AÇÃO NECESSÁRIA 1 | Segundo o trecho do texto, quantos estudos mostraram que grupos em maior desvantagem social são impactados negativamente pela covid-19?
AÇÃO NECESSÁRIA 2 | Extraia do trecho do texto, sem nenhuma alteração, a passagem que começa em “Outro participantes foi” e segue até “são neutras socialmente.”.

TRECHO DO TEXTO |
»»

Outro participantes foi o vice-diretor da Organização Pan-Americana da Saúde (Opas), Jarbas Barbosa, que palestrou sobre determinantes sociais da saúde e pandemia nas Américas.
O representante da Opas apresentou o relatório da Comissão das Américas que ilustra como a pandemia tem afetado de forma mais contundente as classes mais pobres, não só no Brasil, mas a América Latina e mostrou como, historicamente, as pandemias não são neutras socialmente.
Segundo ele, 44 estudos mostraram como grupos em maior desvantagem social são impactados negativamente pela covid-19 com maior taxa de infecção, mais chances de apresentar as formas graves da doença, maior dificuldade do acesso ao tratamento e mortalidade mais elevada.
Ele defendeu uma abordagem multisetorial para ações do governo e que o caminho para 2030 é pós-pandêmico e deve-se levar em conta tudo que foi aprendido durante a crise sanitária. Segundo ele, devemos retornarmos, não como em 2019, mas com novas visões. “A busca por equidade deve nortear a elaboração das políticas públicas de saúde com a participação das populações mais vulneráveis”, encerrou Jarbas.
Na sequência, o economista da Fiocruz, Carlos Gadelha, falou sobre o que deve mudar na economia pós-pandemia e relacionou a vacina contra a covid-19 como principal interface entre a economia e saúde: “quem não sabe produzir ciência e tecnologia, deixa sua população vulnerável”, citando que a desigualdade também se revela no acesso às doses de imunizantes. “É necessário ver a saúde como desenvolvimento social, parte do desenvolvimento econômico”, finalizou Gadelha.

««

CONTEÚDO DOS DADOS |
»»

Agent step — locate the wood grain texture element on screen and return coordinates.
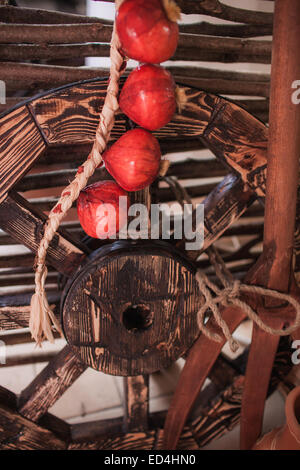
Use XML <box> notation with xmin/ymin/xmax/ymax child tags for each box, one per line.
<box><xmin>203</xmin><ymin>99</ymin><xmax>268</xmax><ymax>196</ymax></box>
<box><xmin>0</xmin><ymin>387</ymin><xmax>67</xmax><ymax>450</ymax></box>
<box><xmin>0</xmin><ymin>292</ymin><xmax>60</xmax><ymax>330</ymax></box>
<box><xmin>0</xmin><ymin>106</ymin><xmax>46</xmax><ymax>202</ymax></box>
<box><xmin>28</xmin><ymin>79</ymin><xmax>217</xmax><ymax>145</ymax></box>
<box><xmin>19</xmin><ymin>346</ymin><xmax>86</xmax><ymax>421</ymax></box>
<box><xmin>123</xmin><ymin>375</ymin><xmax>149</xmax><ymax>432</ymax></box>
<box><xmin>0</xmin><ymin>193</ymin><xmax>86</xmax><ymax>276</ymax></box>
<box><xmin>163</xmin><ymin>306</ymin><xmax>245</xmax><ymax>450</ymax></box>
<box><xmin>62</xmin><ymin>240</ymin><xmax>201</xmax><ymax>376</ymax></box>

««
»»

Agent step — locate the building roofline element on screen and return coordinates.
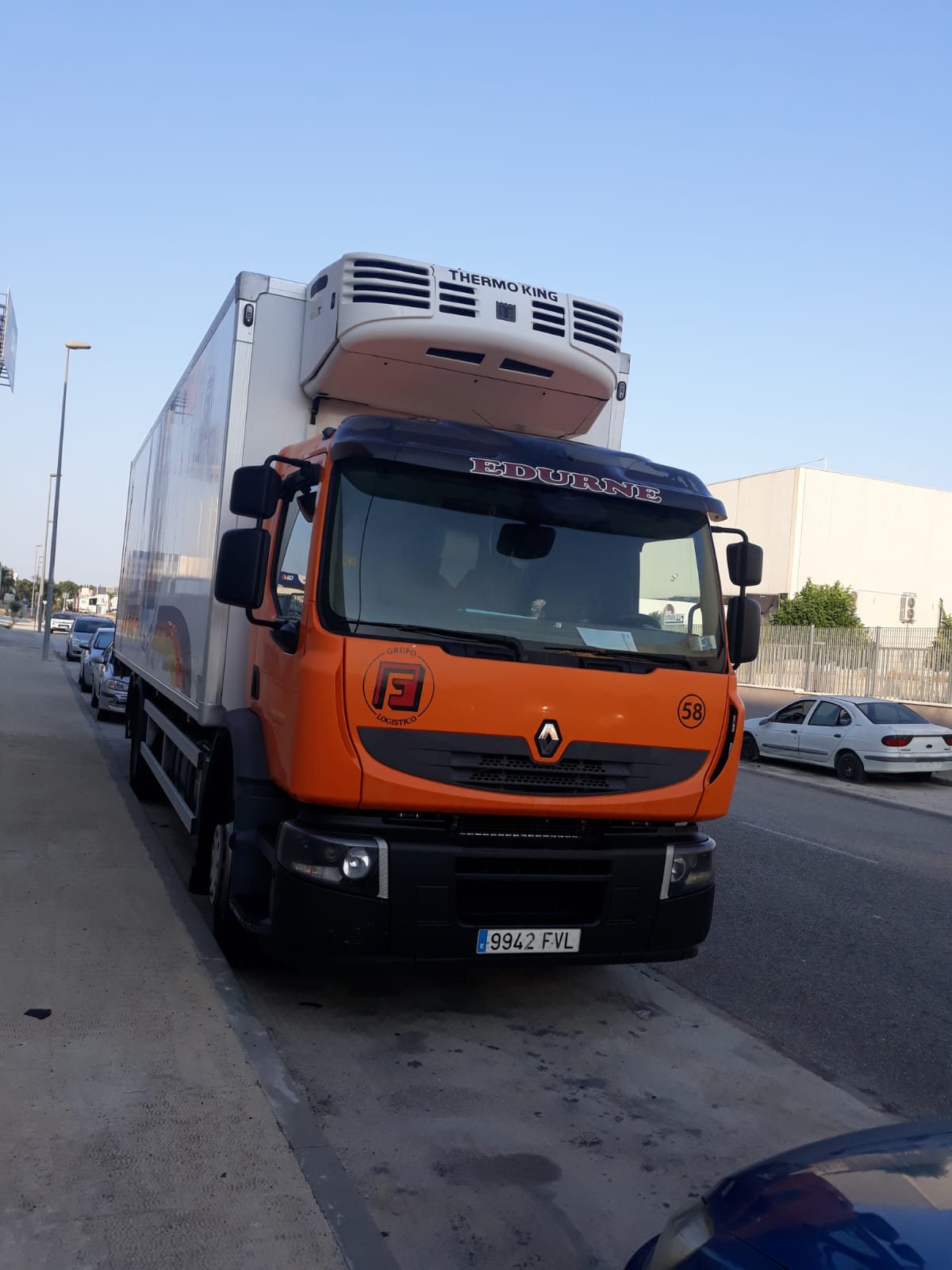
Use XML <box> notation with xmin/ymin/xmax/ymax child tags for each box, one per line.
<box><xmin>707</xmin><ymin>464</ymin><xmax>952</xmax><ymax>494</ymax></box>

««
»»

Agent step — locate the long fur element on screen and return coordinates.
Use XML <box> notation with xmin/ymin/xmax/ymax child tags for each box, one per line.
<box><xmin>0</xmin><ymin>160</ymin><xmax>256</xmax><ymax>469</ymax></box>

««

RESULTADO ESPERADO 1 | 44 estudos.

RESULTADO ESPERADO 2 |
Outro participantes foi o vice-diretor da Organização Pan-Americana da Saúde (Opas), Jarbas Barbosa, que palestrou sobre determinantes sociais da saúde e pandemia nas Américas.
O representante da Opas apresentou o relatório da Comissão das Américas que ilustra como a pandemia tem afetado de forma mais contundente as classes mais pobres, não só no Brasil, mas a América Latina e mostrou como, historicamente, as pandemias não são neutras socialmente.